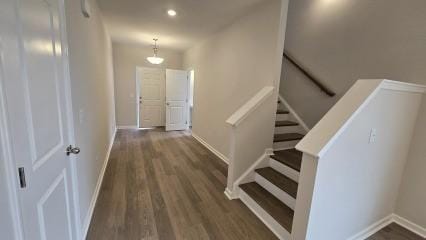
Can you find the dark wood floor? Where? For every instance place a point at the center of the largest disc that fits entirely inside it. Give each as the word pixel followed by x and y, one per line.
pixel 168 186
pixel 395 232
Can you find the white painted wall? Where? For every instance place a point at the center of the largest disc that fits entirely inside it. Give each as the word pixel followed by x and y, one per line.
pixel 357 182
pixel 6 226
pixel 126 58
pixel 412 195
pixel 231 67
pixel 342 41
pixel 92 97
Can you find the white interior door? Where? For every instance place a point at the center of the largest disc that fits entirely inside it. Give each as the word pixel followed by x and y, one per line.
pixel 34 84
pixel 176 100
pixel 152 97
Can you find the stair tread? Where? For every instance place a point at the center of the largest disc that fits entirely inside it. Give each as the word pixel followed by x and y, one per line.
pixel 272 205
pixel 291 157
pixel 287 137
pixel 281 181
pixel 280 111
pixel 285 123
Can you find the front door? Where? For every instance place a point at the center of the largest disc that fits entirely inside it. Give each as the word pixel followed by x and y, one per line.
pixel 34 85
pixel 176 100
pixel 151 97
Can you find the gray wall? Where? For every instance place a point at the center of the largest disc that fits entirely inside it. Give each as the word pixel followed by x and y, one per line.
pixel 92 96
pixel 230 68
pixel 342 41
pixel 126 58
pixel 412 194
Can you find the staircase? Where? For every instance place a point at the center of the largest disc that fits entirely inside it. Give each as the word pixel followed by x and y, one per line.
pixel 272 195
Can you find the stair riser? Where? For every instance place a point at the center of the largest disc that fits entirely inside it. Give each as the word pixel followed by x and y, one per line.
pixel 283 117
pixel 267 219
pixel 274 190
pixel 284 169
pixel 289 129
pixel 285 145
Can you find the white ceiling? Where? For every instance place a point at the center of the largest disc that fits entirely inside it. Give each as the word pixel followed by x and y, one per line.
pixel 139 21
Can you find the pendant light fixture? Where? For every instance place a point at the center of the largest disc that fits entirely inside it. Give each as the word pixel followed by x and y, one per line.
pixel 155 59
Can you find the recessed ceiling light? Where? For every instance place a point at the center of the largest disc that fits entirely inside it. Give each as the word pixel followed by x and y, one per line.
pixel 171 12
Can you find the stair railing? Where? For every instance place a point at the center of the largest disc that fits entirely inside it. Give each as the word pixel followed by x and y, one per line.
pixel 311 77
pixel 251 133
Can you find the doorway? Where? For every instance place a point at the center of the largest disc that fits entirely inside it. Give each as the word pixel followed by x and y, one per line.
pixel 164 98
pixel 150 93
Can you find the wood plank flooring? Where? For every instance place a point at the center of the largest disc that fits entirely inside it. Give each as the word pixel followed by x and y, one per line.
pixel 167 186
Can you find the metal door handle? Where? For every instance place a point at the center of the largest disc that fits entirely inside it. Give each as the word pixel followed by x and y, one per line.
pixel 73 150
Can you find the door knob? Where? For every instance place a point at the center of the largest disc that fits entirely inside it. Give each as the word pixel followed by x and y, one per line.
pixel 73 150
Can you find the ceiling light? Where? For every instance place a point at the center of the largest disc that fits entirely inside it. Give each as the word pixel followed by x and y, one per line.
pixel 171 12
pixel 155 59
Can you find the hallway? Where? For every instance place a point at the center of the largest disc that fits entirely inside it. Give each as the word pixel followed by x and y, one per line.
pixel 162 185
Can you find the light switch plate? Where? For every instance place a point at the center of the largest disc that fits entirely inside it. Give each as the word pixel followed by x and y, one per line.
pixel 373 135
pixel 86 8
pixel 81 116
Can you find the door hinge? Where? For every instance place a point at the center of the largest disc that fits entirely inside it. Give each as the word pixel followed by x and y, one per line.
pixel 22 180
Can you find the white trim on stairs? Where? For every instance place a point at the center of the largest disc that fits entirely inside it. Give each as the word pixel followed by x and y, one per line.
pixel 212 149
pixel 127 127
pixel 88 218
pixel 276 191
pixel 295 115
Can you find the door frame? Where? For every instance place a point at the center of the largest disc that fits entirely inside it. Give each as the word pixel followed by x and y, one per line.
pixel 188 85
pixel 138 78
pixel 190 117
pixel 11 176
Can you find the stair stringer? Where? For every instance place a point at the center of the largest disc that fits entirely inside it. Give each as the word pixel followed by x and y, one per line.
pixel 294 115
pixel 249 174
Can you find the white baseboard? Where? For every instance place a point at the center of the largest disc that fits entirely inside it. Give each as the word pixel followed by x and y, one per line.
pixel 421 231
pixel 88 218
pixel 377 226
pixel 127 127
pixel 231 195
pixel 373 228
pixel 212 149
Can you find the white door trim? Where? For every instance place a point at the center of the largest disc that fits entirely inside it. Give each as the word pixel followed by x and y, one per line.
pixel 9 164
pixel 70 119
pixel 6 143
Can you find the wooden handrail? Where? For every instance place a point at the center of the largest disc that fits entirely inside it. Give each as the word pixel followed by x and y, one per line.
pixel 323 88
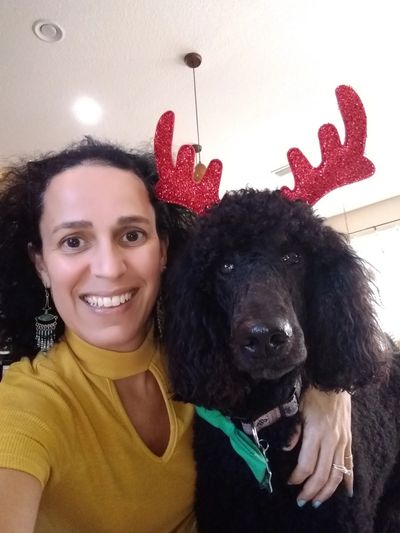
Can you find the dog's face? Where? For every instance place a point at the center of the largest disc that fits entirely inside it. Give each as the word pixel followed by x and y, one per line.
pixel 262 289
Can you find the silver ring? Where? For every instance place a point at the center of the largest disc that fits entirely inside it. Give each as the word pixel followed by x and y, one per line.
pixel 343 469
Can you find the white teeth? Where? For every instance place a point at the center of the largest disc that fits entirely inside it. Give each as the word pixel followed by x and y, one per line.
pixel 108 301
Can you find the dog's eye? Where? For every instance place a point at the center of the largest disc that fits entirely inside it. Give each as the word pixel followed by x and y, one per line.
pixel 291 258
pixel 227 268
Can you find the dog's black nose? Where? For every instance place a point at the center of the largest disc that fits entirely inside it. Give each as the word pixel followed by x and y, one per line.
pixel 261 338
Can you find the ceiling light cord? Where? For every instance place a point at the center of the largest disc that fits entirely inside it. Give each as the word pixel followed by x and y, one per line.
pixel 197 114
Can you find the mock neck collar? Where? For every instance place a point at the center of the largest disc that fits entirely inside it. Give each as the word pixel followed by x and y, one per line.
pixel 111 364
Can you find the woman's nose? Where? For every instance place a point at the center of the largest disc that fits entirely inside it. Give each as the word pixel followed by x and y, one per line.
pixel 108 261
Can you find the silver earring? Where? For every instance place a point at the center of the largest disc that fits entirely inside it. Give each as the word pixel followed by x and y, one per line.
pixel 45 325
pixel 159 317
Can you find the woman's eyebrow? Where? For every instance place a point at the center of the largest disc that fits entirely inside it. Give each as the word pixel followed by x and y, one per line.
pixel 132 220
pixel 73 224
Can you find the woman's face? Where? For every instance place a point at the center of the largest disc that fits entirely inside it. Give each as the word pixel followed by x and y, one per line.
pixel 101 255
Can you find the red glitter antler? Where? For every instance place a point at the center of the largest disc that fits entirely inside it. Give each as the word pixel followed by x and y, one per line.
pixel 341 163
pixel 176 184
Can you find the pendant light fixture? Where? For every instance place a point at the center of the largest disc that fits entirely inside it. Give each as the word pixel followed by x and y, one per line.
pixel 193 60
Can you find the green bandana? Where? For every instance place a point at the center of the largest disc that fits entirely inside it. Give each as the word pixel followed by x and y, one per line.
pixel 242 444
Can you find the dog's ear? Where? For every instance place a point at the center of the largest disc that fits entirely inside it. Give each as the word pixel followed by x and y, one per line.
pixel 344 340
pixel 194 330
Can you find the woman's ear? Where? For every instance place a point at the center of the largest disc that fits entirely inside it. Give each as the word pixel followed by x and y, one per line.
pixel 40 266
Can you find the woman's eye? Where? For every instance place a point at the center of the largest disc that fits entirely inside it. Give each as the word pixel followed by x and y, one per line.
pixel 133 236
pixel 72 242
pixel 291 258
pixel 227 268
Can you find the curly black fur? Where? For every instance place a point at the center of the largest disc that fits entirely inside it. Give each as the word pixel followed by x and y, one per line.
pixel 263 293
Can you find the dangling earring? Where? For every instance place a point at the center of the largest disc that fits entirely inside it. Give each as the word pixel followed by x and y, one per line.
pixel 45 326
pixel 159 317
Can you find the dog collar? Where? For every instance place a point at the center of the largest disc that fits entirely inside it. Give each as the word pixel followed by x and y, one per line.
pixel 287 409
pixel 251 453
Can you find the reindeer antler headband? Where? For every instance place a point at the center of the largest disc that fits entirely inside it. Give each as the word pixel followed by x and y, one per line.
pixel 341 164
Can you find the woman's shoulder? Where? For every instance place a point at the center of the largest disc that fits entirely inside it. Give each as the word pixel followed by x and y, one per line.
pixel 29 384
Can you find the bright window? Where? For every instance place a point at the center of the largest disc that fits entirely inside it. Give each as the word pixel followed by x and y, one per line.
pixel 380 247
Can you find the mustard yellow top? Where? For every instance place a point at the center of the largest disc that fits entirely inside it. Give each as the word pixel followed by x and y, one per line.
pixel 61 420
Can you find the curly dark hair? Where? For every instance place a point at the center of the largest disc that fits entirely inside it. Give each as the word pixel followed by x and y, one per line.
pixel 22 189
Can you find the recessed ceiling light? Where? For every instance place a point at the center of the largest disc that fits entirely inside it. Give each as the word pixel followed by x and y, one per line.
pixel 87 111
pixel 48 31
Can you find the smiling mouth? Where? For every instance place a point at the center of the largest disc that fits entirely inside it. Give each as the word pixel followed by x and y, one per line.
pixel 100 302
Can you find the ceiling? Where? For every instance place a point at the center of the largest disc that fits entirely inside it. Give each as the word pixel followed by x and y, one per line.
pixel 267 81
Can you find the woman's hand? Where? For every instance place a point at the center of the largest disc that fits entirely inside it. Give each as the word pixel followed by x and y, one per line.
pixel 326 441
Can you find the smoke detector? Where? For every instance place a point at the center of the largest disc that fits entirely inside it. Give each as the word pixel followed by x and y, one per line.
pixel 48 31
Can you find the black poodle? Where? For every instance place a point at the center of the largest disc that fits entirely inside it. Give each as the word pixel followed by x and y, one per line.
pixel 265 300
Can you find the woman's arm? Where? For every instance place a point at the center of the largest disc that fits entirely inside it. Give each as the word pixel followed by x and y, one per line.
pixel 326 441
pixel 20 495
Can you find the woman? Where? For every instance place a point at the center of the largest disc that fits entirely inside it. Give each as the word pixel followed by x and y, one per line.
pixel 89 437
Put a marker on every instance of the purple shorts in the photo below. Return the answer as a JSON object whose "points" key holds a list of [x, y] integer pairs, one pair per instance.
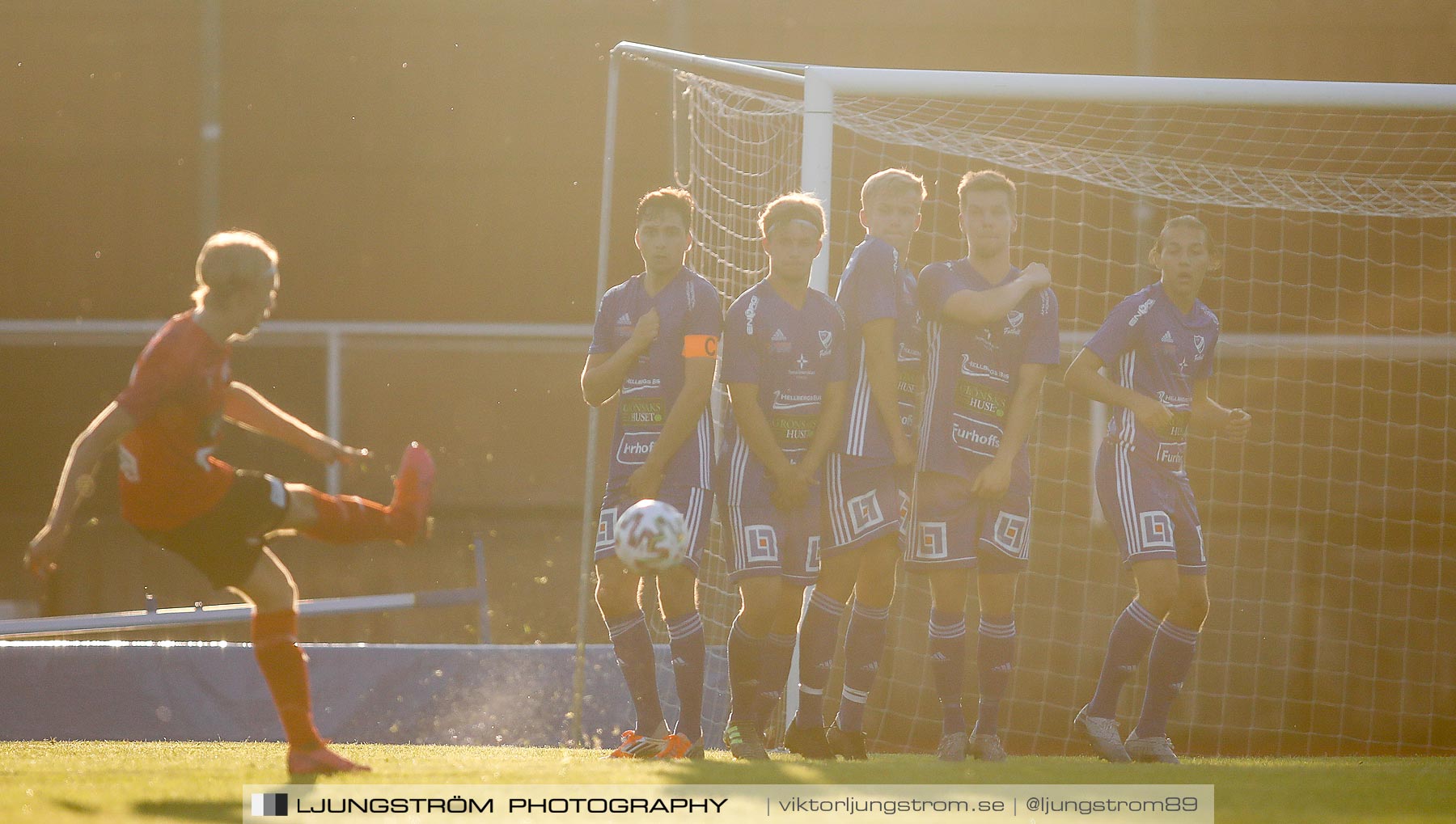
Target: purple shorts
{"points": [[1150, 510]]}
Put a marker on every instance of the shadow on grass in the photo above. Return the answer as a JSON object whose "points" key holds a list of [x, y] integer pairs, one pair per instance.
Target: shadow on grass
{"points": [[191, 809]]}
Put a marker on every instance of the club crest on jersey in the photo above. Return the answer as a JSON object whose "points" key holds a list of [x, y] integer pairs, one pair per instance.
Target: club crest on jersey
{"points": [[1168, 345], [779, 342], [1014, 322], [1142, 311], [606, 527]]}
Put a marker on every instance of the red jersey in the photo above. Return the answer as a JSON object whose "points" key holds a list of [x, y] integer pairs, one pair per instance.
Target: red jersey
{"points": [[176, 391]]}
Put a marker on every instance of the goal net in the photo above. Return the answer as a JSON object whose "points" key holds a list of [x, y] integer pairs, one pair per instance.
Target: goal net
{"points": [[1331, 533]]}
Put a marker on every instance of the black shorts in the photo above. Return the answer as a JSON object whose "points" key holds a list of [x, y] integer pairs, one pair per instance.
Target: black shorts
{"points": [[226, 542]]}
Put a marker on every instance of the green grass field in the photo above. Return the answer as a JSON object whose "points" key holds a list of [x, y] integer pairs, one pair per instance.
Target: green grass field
{"points": [[124, 782]]}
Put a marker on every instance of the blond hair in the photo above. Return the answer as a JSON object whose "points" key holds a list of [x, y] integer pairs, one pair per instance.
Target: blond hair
{"points": [[887, 181], [231, 261], [986, 181]]}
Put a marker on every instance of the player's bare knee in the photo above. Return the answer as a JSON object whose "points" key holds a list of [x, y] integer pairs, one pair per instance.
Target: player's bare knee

[GOAL]: Give again only the lines of the material above that run from the one with "Put a marker on every instance of the green" through the end, both included, exactly as they appear.

[EXPECTED ANSWER]:
Put a marker on every instance of the green grass field in the photo above. Return the answer as a JSON object whose "points" key holds a list of [x, y] integer pairs, one pair per instance.
Target: green grass field
{"points": [[124, 782]]}
Put a marker on every instance of the blond hair in the photo above. Return the answer as a JSON object whose "points" key holds a list of [x, y] integer pairs, one pair per instance.
Target: blond hair
{"points": [[887, 181], [231, 261], [986, 181]]}
Put a marker on every instance of the player's bare knee in the photo above. Return the answer as a JSON object whose "points" key holds a list of [x, y] integer pairs, one pair per instance.
Target: player's bare knee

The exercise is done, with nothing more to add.